> **Task**: Copy every line of the listing below word for word, without changing anything.

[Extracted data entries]
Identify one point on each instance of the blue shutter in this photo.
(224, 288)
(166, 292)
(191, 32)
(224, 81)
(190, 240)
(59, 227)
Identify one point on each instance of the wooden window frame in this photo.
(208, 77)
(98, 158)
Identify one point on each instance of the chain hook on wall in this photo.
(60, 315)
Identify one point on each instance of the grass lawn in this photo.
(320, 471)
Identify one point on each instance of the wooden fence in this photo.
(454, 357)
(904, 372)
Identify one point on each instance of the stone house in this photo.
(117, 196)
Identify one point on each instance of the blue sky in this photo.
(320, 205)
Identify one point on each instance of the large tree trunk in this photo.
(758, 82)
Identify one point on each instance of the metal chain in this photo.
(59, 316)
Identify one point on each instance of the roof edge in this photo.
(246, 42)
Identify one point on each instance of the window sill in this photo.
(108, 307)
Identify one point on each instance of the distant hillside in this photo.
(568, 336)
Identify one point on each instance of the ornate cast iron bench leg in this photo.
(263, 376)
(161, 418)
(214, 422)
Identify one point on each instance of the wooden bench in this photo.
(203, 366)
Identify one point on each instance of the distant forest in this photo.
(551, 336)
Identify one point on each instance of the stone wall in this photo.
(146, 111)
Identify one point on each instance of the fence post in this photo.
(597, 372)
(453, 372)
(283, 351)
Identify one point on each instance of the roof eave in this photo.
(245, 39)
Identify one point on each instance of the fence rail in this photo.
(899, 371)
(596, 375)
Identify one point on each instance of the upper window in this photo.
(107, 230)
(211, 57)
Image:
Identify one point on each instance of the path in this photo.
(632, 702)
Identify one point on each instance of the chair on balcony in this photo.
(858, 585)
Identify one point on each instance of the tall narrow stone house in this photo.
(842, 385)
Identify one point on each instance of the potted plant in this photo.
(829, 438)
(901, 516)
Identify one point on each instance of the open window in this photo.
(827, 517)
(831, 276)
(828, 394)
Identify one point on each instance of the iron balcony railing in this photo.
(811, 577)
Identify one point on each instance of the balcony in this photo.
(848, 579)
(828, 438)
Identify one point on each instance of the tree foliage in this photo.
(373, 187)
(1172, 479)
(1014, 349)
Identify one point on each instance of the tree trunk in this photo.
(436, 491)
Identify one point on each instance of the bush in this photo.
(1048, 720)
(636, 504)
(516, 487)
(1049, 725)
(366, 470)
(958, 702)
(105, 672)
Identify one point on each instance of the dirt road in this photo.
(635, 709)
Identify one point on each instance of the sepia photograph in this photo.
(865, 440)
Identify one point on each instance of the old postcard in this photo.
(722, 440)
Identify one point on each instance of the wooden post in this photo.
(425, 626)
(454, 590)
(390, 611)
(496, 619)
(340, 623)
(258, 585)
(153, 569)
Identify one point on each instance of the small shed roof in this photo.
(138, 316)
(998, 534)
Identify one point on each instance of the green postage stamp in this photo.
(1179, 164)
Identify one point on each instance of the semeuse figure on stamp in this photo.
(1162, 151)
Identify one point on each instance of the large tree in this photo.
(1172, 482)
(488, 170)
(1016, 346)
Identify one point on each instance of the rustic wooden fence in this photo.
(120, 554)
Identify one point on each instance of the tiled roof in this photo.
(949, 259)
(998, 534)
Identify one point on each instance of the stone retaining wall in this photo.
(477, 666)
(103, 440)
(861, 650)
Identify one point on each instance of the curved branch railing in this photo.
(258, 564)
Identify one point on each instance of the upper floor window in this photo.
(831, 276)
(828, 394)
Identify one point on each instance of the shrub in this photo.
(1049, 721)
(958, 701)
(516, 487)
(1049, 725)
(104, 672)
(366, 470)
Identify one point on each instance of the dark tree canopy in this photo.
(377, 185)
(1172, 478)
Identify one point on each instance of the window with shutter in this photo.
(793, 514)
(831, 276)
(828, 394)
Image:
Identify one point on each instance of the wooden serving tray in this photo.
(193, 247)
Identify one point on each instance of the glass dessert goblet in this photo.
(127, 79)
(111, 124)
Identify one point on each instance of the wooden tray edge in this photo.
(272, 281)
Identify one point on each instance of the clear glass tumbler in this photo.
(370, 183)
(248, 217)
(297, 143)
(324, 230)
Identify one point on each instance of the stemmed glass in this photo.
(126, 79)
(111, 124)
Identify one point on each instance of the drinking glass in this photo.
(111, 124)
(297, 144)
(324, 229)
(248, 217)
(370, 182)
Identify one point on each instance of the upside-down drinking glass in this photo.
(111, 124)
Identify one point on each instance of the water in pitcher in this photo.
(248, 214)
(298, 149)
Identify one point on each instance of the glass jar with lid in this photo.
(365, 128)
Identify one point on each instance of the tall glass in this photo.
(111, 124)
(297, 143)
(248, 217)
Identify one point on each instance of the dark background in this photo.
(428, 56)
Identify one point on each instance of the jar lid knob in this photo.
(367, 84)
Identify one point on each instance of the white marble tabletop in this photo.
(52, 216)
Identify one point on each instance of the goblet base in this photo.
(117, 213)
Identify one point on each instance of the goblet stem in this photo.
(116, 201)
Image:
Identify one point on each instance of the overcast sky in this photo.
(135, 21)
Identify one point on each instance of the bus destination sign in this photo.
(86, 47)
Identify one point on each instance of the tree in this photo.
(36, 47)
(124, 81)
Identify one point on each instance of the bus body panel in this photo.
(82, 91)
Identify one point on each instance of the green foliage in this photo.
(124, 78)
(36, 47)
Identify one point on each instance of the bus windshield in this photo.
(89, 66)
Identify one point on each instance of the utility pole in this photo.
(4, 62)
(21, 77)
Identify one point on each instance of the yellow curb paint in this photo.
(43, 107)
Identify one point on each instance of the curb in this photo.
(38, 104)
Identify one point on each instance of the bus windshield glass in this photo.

> **The output**:
Identify one point on each instance of the blue shutter in this photo.
(224, 288)
(166, 292)
(191, 32)
(224, 81)
(190, 240)
(59, 227)
Identify one point on each instance of the wooden window frame in this photo.
(208, 77)
(98, 158)
Identify one point on each instance of the chain hook on wall in this photo.
(60, 315)
Identify one point on each instance of the grass lawn in this photo.
(320, 471)
Identify one point on each instance of the wooden fence in this photo.
(454, 357)
(904, 372)
Identify one point on each instance of the stone house in this photo.
(117, 196)
Identify one point on each instance of the blue sky in this photo.
(320, 205)
Identify one point on each instance of the large tree trunk in this photo.
(758, 82)
Identify one point on each instance of the metal chain in this photo.
(59, 316)
Identify one point on each instance of the roof edge in this photo.
(246, 42)
Identify one point on each instance of the window sill in this photo.
(108, 307)
Identify one point on each instance of the distant hillside in this photo.
(568, 336)
Identify one point on each instance of the ornate cast iron bench leg in this photo.
(263, 376)
(161, 418)
(214, 422)
Identify one point on each instance of the wooden bench in this photo.
(203, 366)
Identify one point on each instance of the distant forest in this photo.
(551, 336)
Identify one point on each instance of the stone wall in this photo.
(146, 111)
Identify one point on each instance of the fence post in this photo.
(597, 372)
(453, 372)
(283, 351)
Identify one point on each instance of the roof eave in this photo.
(245, 39)
Identify one point on each instance of the fence rail in this photo.
(899, 371)
(596, 375)
Identify one point on each instance of the upper window in this photo.
(107, 230)
(211, 57)
Image:
Identify one point on each instance of the path in this photo.
(632, 702)
Identify one point on each instance of the chair on balcony in this photo.
(858, 585)
Identify one point on each instance of the tall narrow stone house in this photo.
(842, 385)
Identify one point on each instance of the potted plant in this photo.
(829, 438)
(901, 516)
Identify one point on each instance of the open window in this photo.
(827, 517)
(831, 276)
(828, 394)
Identify one point on each instance of the iron balcony railing in this photo.
(811, 577)
Identify one point on each instance of the balcony in this photo.
(848, 579)
(828, 438)
Identify one point on each instance of the tree foliage in this photo.
(373, 187)
(1172, 479)
(1014, 349)
Identify one point on each instance of the tree trunk in this photo.
(436, 491)
Identify one point on each instance of the bush in this photo.
(1048, 720)
(636, 504)
(516, 487)
(1049, 725)
(366, 470)
(958, 702)
(105, 672)
Identify one point on each instance of the dirt road in this photo.
(635, 709)
Identify one point on each instance of the sepia photograph in this photo.
(865, 440)
Identify one point on each instance of the old postcard in this photo.
(722, 440)
Identify one point on each instance of the wooden post in this photo.
(425, 626)
(454, 590)
(390, 611)
(496, 619)
(340, 623)
(258, 585)
(153, 569)
Identify one point on each instance of the small shed roof in this photo.
(138, 316)
(998, 534)
Identify one point on each instance of the green postage stamp in this photo.
(1179, 164)
Identify one point on each instance of the semeuse figure on stamp in this photo.
(1162, 151)
Identify one point on each instance of the large tree in this photo.
(1172, 482)
(488, 170)
(1016, 346)
Identify one point on each instance of the rustic wooden fence in this photo.
(120, 554)
Identify one point on each instance of the tiled roof in this photo.
(949, 259)
(998, 534)
Identify one point on each instance of the stone retaining wall in this photo.
(477, 666)
(103, 440)
(861, 650)
Identify one point on each instance of the curved branch railing in this photo.
(258, 564)
Identify one point on each instance of the upper floor window in this photo.
(831, 276)
(828, 394)
Identify one point on each instance of the shrub in this photo.
(1049, 721)
(958, 701)
(516, 487)
(1049, 725)
(104, 672)
(366, 470)
Identify one point on each instance of the dark tree canopy in this photo.
(377, 185)
(1172, 478)
Identify one point on each instance of the window with shutter in this photo.
(793, 514)
(831, 276)
(828, 394)
Image:
Identify one point on each instance of the wooden serving tray in this photo.
(193, 247)
Identify one point on each instance of the glass dessert goblet in this photo.
(127, 79)
(111, 124)
Identify one point on each instance of the wooden tray edge in this photo.
(272, 281)
Identify one point on each instance of the clear glass tumbler in this photo.
(370, 183)
(248, 217)
(297, 143)
(324, 230)
Identify one point on each instance of the stemmed glass in this photo.
(126, 79)
(111, 124)
Identify one point on each instance of the drinking glass in this photo.
(111, 124)
(297, 144)
(324, 229)
(248, 217)
(370, 182)
Identify one point on each instance of the upside-down drinking glass in this photo.
(111, 124)
Identify one point on each instance of the water in pitcher in this photo.
(248, 214)
(298, 149)
Identify one point on each instance of the glass jar with lid in this photo.
(365, 128)
Identify one point on each instance of the tall glass in this photo.
(111, 124)
(297, 143)
(248, 217)
Identify one point on each instance of the dark background in this photo.
(428, 56)
Identify one point on each instance of the jar lid knob in this photo.
(367, 84)
Identify one point on each instance of the white marble tabletop in this photo.
(52, 216)
Identify one point on each instance of the goblet base in this photo.
(117, 213)
Identify one point on each instance of the goblet stem in this photo.
(116, 201)
Image:
Identify one point on each instance of the overcast sky in this photo.
(135, 21)
Identify one point on each instance of the bus destination sign in this photo.
(86, 47)
Identify one point on each instance of the tree in this photo.
(36, 47)
(124, 81)
Identify one point on each instance of the bus body panel in this photo.
(82, 91)
Identify one point on each instance of the green foliage in this photo.
(124, 78)
(36, 47)
Identify one point on each instance of the bus windshield in this photo.
(89, 66)
Identify one point on each instance of the utility pole in this photo.
(4, 62)
(21, 77)
Identify one point on each instance of the yellow curb paint in this photo.
(43, 107)
Identify one point on each instance of the curb in this photo.
(38, 104)
Identify one point on each instance of the bus windshield glass in this photo.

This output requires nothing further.